start Document

Beginning in February 2011, Mintzer taught in the Performing Arts Department of the American University of Sharjah in the United Arab Emirates. From October 2011 to February 2012, he taught English and music in Karachi, Pakistan to children at The Garage School. He also organized music events for the students and directed a girls' choir. In June 2012, Mintzer rode his bicycle across the United States to honor soldiers who died in Afghanistan and Iraq and to protest US drone strikes in Pakistan.

2012–present: Ross Mintzer
In 2012, he formed The Ross Mintzer Band. According to the band website, they have released two singles and one music video, and have performed in Chicago, St. Louis, Boulder, Madison, Los Angeles, and New York City. In February 2014, Mintzer was interviewed and played his song "Open Happiness" on NHK's program "World Wave Morning." He was conferred an "Honorary Life Membership" to the Tri-M Music Honor Society, a program of the National Association for Music Education, "For inspiring young musicians to achieve and for serving music education." on May 5, 2014. Mintzer states that he uses Facebook to reach fans; his band's Facebook page has over one million followers. On July 7, 2015, Mintzer performed, "The Star-Spangled Banner" in Colorado Springs, CO at Security Service Field before a Sky Sox baseball game.

end Document
start Data shown

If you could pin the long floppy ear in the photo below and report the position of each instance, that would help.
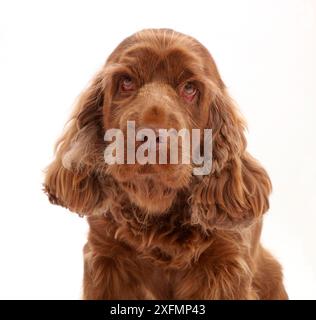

end Data shown

* _Work instructions_
Continue the Ross Mintzer biography from the point where it stops.

* _Result of the task_
Mintzer released his song, Refugee, as a single in 2015. On April 7, 2016, Mintzer released Stronger, a song that utilizes multiple synthesizers with various timbres and qualities. Mintzer's songs were streamed over 20 million times in 2016. According to social media analytics site, Twitter Counter, as of January 16, 2017, Mintzer is ranked #1,861 for the number of followers among all Twitter users. In 2016 and 2017, Mintzer served as a part-time instructor for the WeBop program at Jazz at Lincoln Center.

Mintzer released "Destiny" featuring singer Xav A. on January 7, 2018. The video for "Destiny" has over 3 million views on his YouTube Artist Channel and Facebook Page, as of April 27, 2020. On December 12th, 2019 Mintzer became an Amazon Influencer.  On September 20, 2018 Mintzer released his first solo EP, "Imagine". Mintzer released his song "The Owl" on February 13, 2019 and stated "the song is about how we are capable of so much more than we think we are." On May 18, 2019 Mintzer performed a show with guest speaker and Afghan social activist Fereshteh Forough at the Regency in Brooklyn, New York. He performed a show at the Mamaroneck High School in New York on September 20, 2019.

Discography

Songs
 Guayaquil (2005)
 Two Step for a Rainy Day (2005)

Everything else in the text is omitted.